• WHAT IS EXPECTED: Please print every line of the listing, unchanged.

• SOURCE MATERIAL:
/---

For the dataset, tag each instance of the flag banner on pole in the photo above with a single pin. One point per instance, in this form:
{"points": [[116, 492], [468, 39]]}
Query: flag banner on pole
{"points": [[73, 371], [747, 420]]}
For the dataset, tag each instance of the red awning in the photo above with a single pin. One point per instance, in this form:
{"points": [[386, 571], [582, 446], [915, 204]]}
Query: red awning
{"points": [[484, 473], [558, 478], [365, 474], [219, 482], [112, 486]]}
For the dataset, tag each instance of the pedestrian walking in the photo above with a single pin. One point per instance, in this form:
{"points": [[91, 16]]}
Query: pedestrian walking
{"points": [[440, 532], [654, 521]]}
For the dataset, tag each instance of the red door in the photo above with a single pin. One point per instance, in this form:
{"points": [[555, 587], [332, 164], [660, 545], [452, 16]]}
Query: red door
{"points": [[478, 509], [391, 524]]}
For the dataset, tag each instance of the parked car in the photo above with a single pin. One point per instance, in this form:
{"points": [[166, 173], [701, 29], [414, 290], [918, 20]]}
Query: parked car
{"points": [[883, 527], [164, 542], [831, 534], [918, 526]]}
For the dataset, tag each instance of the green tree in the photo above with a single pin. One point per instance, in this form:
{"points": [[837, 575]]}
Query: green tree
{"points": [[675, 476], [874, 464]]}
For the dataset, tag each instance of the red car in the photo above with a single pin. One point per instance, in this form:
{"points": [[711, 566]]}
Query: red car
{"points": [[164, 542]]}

\---

• SOLUTION TO THE PROBLEM:
For the dataset, tag each instance of the flag banner on pole in the photo above with a single pin. One point per instance, in this form:
{"points": [[116, 492], [468, 39]]}
Query: flag banner on pole
{"points": [[73, 371], [747, 420]]}
For the dataset, tag each instance of the red awning in the photo above with a single pin. One point per instance, in this form:
{"points": [[386, 571], [582, 446], [915, 204]]}
Query: red awning
{"points": [[484, 473], [558, 478], [365, 474], [219, 482], [112, 486]]}
For the dataset, tag each instance of the pedestrian walking in the photo above with a single pin. One point per instance, in this form:
{"points": [[91, 16]]}
Query: pedestrian walking
{"points": [[440, 532], [654, 521]]}
For the dataset, tag each instance of the red door in the photo above with a single pin. One point per instance, in this form:
{"points": [[555, 587], [332, 164], [660, 545], [452, 16]]}
Query: red door
{"points": [[478, 509], [391, 524]]}
For the dataset, tag each instance of the parked car in the photo above with a single pin. One point per instance, in this form:
{"points": [[166, 173], [701, 29], [414, 290], [918, 20]]}
Query: parked car
{"points": [[883, 527], [164, 542], [831, 534], [918, 526]]}
For the dataset, tag each instance of the green tree in the photo above with a single pin. One point per instance, in this form:
{"points": [[837, 575]]}
Query: green tree
{"points": [[675, 476], [874, 464]]}
For the dataset, tag each instance of the red car in the photo above with a single pin. One point per instance, in this form:
{"points": [[711, 566]]}
Query: red car
{"points": [[164, 542]]}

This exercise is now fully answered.